▶ **Document segment**:

----

Degrees of freedom in A2A hardware mapping

To solve a COP in Ising form on the A2A hardware of Sect. “A CMOS-based Ising hardware accelerator”, the process of mapping the Ising matrix and local field to the hardware must work within the hardware limitations. Since the coupling values \(J_{ij}\) must be integers in the range \([-14,+14]\), smaller coupling weights of the problem may have to be upscaled while larger weights must be downscaled to lie in \([-14,14]\). This scaling step may result in non-integer values; these are rounded to an integer.

Conflicting considerations must be balanced during scaling: (1) The device accuracy is proportional to the coupling strength and therefore large scaling values are preferable. (2) If most of the weights are low in magnitude and only a few are high, the lower weights may be zeroed out during downscaling and integer rounding. To avoid this, some coupling weights may be scaled beyond the dynamic range and then clamped to the nearest extreme limit of the weight range. However, excessive scaling/clamping may alter the coupling matrix so greatly that its solution departs from that of the original problem.

----

▶ **Material shown**:
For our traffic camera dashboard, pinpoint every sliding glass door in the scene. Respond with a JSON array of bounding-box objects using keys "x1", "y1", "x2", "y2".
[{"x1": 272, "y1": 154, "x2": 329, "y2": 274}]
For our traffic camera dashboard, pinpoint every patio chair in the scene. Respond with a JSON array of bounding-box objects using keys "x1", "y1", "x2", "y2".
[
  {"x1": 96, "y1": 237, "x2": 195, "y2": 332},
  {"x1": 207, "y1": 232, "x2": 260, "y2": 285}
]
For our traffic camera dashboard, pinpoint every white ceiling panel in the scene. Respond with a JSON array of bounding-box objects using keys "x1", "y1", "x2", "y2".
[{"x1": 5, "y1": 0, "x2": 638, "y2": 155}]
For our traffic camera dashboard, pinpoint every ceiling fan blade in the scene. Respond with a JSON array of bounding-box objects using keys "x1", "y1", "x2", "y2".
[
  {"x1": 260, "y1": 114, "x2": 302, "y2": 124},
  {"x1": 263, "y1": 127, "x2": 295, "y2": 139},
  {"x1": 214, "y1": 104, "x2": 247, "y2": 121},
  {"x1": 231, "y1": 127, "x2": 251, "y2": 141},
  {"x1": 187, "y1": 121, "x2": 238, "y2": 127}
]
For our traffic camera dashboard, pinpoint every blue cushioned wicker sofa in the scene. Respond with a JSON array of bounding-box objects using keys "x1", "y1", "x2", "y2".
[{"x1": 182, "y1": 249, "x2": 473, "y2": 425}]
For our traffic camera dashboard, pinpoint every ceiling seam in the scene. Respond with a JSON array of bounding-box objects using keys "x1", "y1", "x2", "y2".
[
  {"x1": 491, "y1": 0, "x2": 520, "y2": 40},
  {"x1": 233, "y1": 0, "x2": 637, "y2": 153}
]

----

▶ **Work instruction**:
Using the hardware mapping text, answer each part in a few words.
(a) What range must the coupling values lie in?
(b) What happens to non-integer values produced by scaling?
(c) Why is a large scaling value preferable?

▶ **Task result**:
(a) Integers from -14 to +14.
(b) They are rounded to an integer.
(c) Device accuracy is proportional to the coupling strength.